TO DO:
Write out, character for character, the line containing "of the plate" and all lines after it up to the end of the listing.
++++ RECORDS SHOWN
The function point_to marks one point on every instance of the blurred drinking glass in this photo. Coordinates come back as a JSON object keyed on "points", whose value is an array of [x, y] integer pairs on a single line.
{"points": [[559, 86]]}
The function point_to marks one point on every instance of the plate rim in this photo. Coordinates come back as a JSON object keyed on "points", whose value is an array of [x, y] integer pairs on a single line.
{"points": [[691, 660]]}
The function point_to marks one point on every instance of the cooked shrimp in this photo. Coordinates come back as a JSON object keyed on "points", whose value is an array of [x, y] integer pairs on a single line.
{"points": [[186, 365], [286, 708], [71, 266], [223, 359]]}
++++++++
WRITTEN ANSWER:
The function point_to marks one point on every instance of the plate rim in this photo. Coordinates come back as a JSON object keyed on "points", whose value is an array of [x, y] integer pairs on a single line.
{"points": [[691, 660]]}
The function point_to marks one point on every instance of the cooked shrimp in this photo. Coordinates come back as a JSON object keyed on "points", whose value is an array of [x, y] integer pairs on a single line.
{"points": [[186, 365], [286, 708], [71, 266], [223, 359]]}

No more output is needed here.